§ TRAVAIL À FAIRE
- 1) Citez mot pour mot le passage de l'article sur Too Old to Die Young qui commence par « Nicolas Winding Refn s’essaie » et se poursuit jusqu'à « noirceur du monde. ».
- 2) Reproduisez à l'identique toutes les lignes des enregistrements, sans y inclure les images.

§ TEXTE FOURNI
——
NWR: « Too Old to Die Young n’est pas une série, mais un film de 13 heures »

Jean-François Pluijgers
Jean-François Pluijgers Journaliste cinéma

Nicolas Winding Refn s’essaie à la série avec Too Old to Die Young, plongée dans les entrailles de L.A. sur les pas d’un flic à la double vie, samouraï solitaire confronté à la noirceur du monde.

Trois ans après The Neon Demon et son trip hallucinant, Too Old to Die Young consacre le retour aux affaires de Nicolas Winding Refn. Et quel retour: treize heures d’une série permettant au cinéaste danois d’aller au bout de ses obsessions, esthétiques et autres, en quelque plongée dans la noirceur striée de violence d’une Los Angeles oscillant entre fantasme, cauchemar et réalité. L’équipée de Martin Jones (Miles Teller, confirmant après Whiplash et autre Thank You for Your Service être taillé pour les expériences extrêmes), flic hanté doublé d’un tueur laconique, « NWR », comme il signe désormais ses films, raconte en avoir eu l’idée pendant la préparation de The Neon Demon. Et cela, alors qu’il sillonnait L.A. en voiture, installé dans le siège du passager s’entend, le réalisateur de Drive ne conduisant pas en effet. « J’écoutais Mandy de Barry Manilow lorsque l’idée de faire quelque chose autour de la religion, la mort et Los Angeles m’est venue à l’esprit, assortie d’un titre: Too Old to Die Young. Le concept gravitait autour de samouraïs, évoluant à L.A. C’était par ailleurs l’époque où Netflix commençait à créer des contenus originaux avec succès. L’heure semblait donc propice à faire de la télévision. Ce canevas m’intriguait, par sa nouvelle manière de fournir du divertissement. » Et de s’atteler dans la foulée, en compagnie du scénariste de comics Ed Brubaker (Catwoman, Gotham Central…), au contenu d’une série en streaming qu’Amazon, le distributeur américain de ses films, s’empressera d’accueillir à bras ouverts.
——
§ DONNÉES AFFICHÉES
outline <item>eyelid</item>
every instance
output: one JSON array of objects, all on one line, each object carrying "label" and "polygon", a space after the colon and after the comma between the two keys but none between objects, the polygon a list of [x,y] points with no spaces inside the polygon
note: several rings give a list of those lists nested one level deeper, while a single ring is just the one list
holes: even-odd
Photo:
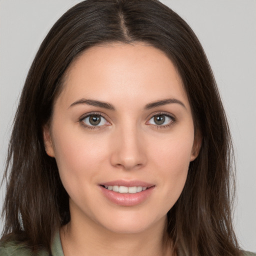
——
§ CORRIGÉS DÉTAILLÉS
- 1)
Nicolas Winding Refn s’essaie à la série avec Too Old to Die Young, plongée dans les entrailles de L.A. sur les pas d’un flic à la double vie, samouraï solitaire confronté à la noirceur du monde.

- 2)
outline <item>eyelid</item>
every instance
output: one JSON array of objects, all on one line, each object carrying "label" and "polygon", a space after the colon and after the comma between the two keys but none between objects, the polygon a list of [x,y] points with no spaces inside the polygon
note: several rings give a list of those lists nested one level deeper, while a single ring is just the one list
holes: even-odd
Photo:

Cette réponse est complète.